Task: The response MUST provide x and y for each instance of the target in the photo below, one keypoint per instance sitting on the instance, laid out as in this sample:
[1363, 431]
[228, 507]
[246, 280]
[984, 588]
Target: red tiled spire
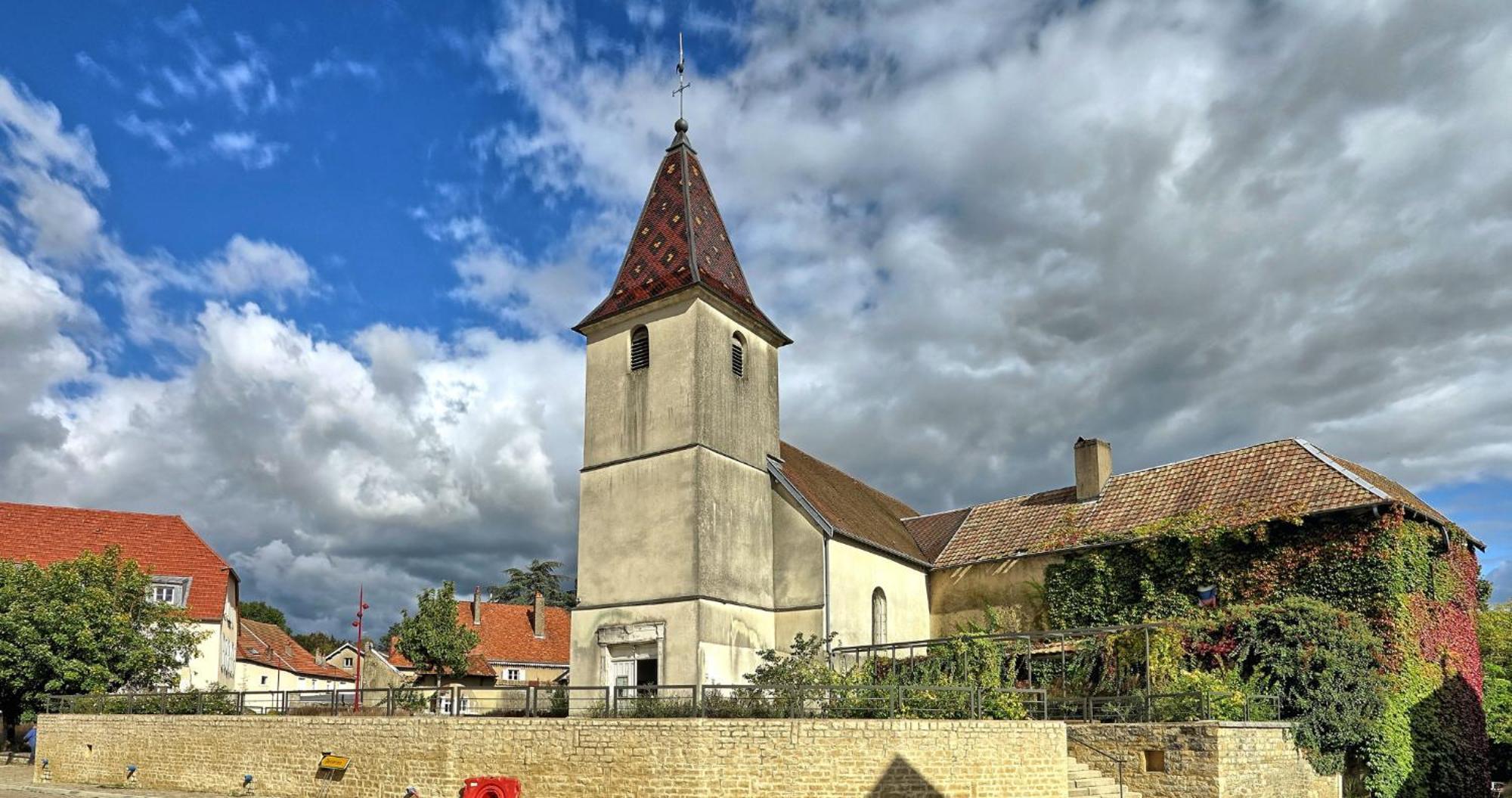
────────────────
TASK DIRECTIONS:
Copy the listing above verbatim, leaving out pictures.

EXERCISE RESPONSE:
Task: The response MUST provide x and y for each instance of the target in the photo below, one keypoint per instance sitting on the instance, laid out as in this sample:
[1363, 431]
[228, 507]
[246, 280]
[984, 588]
Target: red tiled spire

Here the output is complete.